[[ Text passage open ]]
Unless you compare the National debt with another variable you cannot decide how high really it is.
In economics national debt is compared to the GDP .
And it is less than 60%.
When Malta was accepted as an EU member our National debt was 70%.
Actually Malta just made it at the time, under the Maastricht criteria.

Jools Seizure
Jools Seizure
1 month ago
Reply to  Raymond Gerada

True, but one thing people often overlook is that debt is expressed as a percentage of GDP. This means that if some economists are correct and that a contraction of the economy is on the cards, debt % may increase without necessarily incurring a single additional cent of debt. This is not a partisan issue but a matter of serious concern to the entire population particularly low income earners since they are the ones with lowest savings buffer.

Paul Berman
Paul Berman
1 month ago
Reply to  Raymond Gerada

We are in great shape then, no need to worry just compare ourselves to the worst. What a stupid way to reason

Raymond Gerada
Raymond Gerada
1 month ago
Reply to  Paul Berman

Please note that pre-covid the Debt /GDP ratio was nearing the 40%. That gave us the required leverage when economic storms due to the covid and Ukraine war hit the World over.

Stephen Borg
Stephen Borg
1 month ago
Reply to  Raymond Gerada

What you fail to understand is that unlike many other countries Malta is a small nation with no resources to turn too when things turn sour. Comparing Malta to say Italy or Germany is like comparing a mini to a ferrari…..

Raymond Gerada
Raymond Gerada
1 month ago
Reply to  Stephen Borg

But EU regulations apply equally to us.

Eddy
Eddy
1 month ago
Reply to  Raymond Gerada

So, you are saying that the 2013 L’aqwa-Zmien policy is working, hilarious.
[[ Text passage closed ]]
◆ **Things to do**
1/ Do these statements agree with the comment thread on Malta's national debt? For each, answer yes or no and quote the words that decide it. (a) Malta's national debt was 70% when it was accepted as an EU member. (b) Before covid, the debt-to-GDP ratio was nearing 60%. (c) One commenter likens comparing Malta to Italy or Germany to comparing a mini to a ferrari.
2/ Carry on the comment thread on Malta's national debt, picking up after its last comment.
The records that follow stand apart from the comment thread on Malta's national debt.
[[ Raw data open ]]
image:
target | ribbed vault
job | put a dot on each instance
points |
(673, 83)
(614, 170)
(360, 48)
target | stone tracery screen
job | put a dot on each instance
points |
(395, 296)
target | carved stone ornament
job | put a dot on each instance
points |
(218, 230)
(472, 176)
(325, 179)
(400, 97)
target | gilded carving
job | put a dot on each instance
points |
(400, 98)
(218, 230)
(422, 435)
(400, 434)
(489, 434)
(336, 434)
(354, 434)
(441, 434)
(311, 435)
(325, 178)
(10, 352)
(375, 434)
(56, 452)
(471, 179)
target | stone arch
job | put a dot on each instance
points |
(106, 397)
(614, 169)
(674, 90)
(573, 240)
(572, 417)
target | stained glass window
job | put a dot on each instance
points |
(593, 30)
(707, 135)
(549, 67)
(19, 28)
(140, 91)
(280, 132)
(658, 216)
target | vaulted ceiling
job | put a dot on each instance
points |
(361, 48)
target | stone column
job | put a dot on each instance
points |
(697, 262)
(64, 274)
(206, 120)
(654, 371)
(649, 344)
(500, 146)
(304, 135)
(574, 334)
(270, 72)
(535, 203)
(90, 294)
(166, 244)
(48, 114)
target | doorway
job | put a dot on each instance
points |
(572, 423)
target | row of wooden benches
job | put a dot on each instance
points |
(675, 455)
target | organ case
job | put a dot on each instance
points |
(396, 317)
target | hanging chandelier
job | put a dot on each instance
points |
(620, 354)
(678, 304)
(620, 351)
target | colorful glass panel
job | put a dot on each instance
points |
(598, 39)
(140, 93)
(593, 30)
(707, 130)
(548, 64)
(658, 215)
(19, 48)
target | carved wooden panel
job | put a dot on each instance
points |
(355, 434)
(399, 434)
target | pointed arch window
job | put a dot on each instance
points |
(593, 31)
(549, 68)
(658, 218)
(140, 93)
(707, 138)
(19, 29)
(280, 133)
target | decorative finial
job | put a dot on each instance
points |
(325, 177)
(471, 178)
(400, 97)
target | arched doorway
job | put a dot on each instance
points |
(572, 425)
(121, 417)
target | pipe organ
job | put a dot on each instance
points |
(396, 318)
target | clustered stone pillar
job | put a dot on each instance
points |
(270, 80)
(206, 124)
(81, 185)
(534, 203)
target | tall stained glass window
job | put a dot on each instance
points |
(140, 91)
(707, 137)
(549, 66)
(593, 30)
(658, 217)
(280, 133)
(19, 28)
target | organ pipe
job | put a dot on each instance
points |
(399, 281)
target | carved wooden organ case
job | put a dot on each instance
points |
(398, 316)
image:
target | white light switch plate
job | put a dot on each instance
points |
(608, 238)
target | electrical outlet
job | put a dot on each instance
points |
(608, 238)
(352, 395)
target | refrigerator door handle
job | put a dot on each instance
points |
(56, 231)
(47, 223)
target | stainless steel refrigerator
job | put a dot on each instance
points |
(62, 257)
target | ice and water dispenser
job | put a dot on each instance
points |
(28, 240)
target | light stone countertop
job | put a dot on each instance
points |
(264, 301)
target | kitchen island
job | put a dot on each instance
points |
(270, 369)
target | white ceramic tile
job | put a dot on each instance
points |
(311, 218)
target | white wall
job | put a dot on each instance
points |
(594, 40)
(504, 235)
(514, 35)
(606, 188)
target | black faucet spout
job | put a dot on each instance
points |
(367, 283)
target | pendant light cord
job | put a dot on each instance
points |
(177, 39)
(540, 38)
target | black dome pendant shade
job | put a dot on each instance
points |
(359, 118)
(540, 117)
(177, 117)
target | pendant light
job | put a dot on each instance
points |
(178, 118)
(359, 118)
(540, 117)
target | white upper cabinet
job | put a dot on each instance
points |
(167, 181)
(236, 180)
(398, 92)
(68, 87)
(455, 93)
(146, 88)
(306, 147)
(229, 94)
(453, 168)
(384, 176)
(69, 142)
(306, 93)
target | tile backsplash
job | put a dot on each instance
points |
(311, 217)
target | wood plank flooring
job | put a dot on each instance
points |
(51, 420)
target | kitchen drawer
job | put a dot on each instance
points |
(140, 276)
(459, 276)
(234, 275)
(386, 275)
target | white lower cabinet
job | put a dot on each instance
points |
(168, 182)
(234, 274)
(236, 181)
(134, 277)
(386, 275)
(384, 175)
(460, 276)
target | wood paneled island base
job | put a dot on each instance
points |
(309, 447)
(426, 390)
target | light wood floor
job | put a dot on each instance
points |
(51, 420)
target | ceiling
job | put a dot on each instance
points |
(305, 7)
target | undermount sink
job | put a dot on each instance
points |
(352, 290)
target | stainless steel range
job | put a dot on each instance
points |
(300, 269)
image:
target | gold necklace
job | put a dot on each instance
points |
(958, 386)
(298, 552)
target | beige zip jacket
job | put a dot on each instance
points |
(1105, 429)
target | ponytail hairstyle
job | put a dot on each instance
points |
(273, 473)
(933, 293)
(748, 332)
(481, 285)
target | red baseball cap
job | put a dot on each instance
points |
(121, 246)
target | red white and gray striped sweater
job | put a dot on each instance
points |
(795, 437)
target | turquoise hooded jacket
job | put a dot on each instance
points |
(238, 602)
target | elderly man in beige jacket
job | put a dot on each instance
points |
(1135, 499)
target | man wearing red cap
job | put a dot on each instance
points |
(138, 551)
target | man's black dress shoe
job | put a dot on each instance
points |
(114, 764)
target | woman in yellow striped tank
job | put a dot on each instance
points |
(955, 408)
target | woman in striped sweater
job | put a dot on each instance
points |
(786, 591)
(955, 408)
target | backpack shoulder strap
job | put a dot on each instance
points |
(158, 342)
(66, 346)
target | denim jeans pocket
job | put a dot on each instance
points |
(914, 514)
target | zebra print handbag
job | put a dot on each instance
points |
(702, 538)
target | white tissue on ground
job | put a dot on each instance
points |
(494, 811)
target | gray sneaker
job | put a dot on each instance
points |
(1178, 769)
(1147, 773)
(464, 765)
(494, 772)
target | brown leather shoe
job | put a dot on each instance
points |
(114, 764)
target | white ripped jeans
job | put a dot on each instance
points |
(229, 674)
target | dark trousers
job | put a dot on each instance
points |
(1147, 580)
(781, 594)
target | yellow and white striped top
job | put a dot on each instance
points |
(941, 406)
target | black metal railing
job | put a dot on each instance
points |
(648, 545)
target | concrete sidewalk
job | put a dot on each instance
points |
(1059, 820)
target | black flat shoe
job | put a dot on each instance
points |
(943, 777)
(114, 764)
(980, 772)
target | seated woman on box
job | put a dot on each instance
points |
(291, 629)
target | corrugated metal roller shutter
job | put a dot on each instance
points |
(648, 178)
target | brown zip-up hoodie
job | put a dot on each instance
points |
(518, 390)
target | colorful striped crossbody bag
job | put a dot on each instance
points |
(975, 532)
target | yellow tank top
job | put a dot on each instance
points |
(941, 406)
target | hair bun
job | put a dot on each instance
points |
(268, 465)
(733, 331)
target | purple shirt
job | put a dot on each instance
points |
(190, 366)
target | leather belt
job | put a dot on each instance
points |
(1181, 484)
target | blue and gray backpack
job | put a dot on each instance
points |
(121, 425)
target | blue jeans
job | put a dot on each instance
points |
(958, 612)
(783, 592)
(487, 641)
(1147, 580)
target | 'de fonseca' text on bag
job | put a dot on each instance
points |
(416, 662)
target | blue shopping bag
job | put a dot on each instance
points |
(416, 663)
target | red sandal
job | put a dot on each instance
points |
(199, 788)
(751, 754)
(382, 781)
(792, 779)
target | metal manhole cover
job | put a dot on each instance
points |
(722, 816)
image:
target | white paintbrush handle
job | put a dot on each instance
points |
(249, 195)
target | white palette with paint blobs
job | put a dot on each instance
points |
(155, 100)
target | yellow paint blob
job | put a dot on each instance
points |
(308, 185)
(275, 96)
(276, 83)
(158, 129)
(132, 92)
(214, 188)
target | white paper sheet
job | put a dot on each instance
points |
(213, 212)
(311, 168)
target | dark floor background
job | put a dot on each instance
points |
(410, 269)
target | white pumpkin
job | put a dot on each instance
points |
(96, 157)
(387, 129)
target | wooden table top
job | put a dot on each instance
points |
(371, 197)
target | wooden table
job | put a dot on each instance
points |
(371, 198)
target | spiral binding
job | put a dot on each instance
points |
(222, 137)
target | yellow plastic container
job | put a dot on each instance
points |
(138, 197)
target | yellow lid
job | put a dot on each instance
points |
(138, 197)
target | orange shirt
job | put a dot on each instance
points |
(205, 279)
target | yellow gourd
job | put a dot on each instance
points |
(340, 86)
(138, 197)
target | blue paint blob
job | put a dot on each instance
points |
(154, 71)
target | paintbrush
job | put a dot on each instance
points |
[[ Raw data closed ]]
◆ **Answers to this exercise**
1/
(a) Yes: "When Malta was accepted as an EU member our National debt was 70%."
(b) No: "Please note that pre-covid the Debt /GDP ratio was nearing the 40%."
(c) Yes: "Comparing Malta to say Italy or Germany is like comparing a mini to a ferrari"

2/
Steve
Steve
1 month ago
Reply to  Raymond Gerada

Gerada, that was the mantra of Scicluna. However, you have to payback in Euros not Ratios!

Alex Abela
Alex Abela
1 month ago
Reply to  Raymond Gerada

Another way of viewing this is by having more wealth created, then the debt should decrease not increase. It’s a simple law of wealth creation. If you have debt and your salary increases, then debt should be decreasing.

Charles Bartolo
Charles Bartolo
1 month ago
Reply to  Raymond Gerada

The debt to GDP percentage is a ratio and is simply an indicator of a current economic situation and fluctuates depending on the GDP. The national debt is however an absolute value. The cost of paying the interest for the national debt and refinancing the debt is not dependent on the GDP, but instead on the base interest rate set by the ECB. The latter is rising and therefore the cost of the national debt and its refinancing is increasing. At the same time, the GDP of Malta is declining.

So here is how it works;

70% of GDP during Gonzi with 4.3 billion national debt at about 3.5% interest rate by the ECB, meant Euro 150 million annual debt financing cost.

60% of GDP today with a national debt at 10+ billion at an interest rate of 5.5% and rising(!) means Euro 550 million annual debt financing cost.

If you also consider that since 2012 the interest rate for Malta was already falling and the GDP is rising, but to the contrary today the interest rate is rising steeply. The GDP is declining, you maybe understand why the situation today is much worse than it was between 2008-2013.

Fdeg
Fdeg
1 month ago

It seems as though he thinks he has a blank cheque. Same as what is happening with Air Malta ex employees. Their pockets are full of tax payers cash. Bravo!

Bamboccu
Bamboccu
1 month ago

Sur Clyde Caruana
Jekk ghalik l Airmalta hija fireplace il kaxxa ta’ Malta xi tkun? Jew ahjar kif gibtha?
Il Verita’ hija wahda sur socjalista tal isem int ma tafx tisthi.
Int arroganti bhal bqija.

CBartolo
CBartolo
1 month ago

What’s interesting in the table above is that a total reported surplus of €833 million actually resulted in an increase of €135 million in debt over the same period. This shows that, for the most part, the surplus did not result in positive cashflows for the Government. Still a far cry from the billion a year we’ve been increasing since.

Lino Vella Clark
Lino Vella Clark
1 month ago

And the national debt would have been higher had the Labour govt has not turned to sell the National Gold Reserves which now stands at the LOWEST level for these last 23 years!!!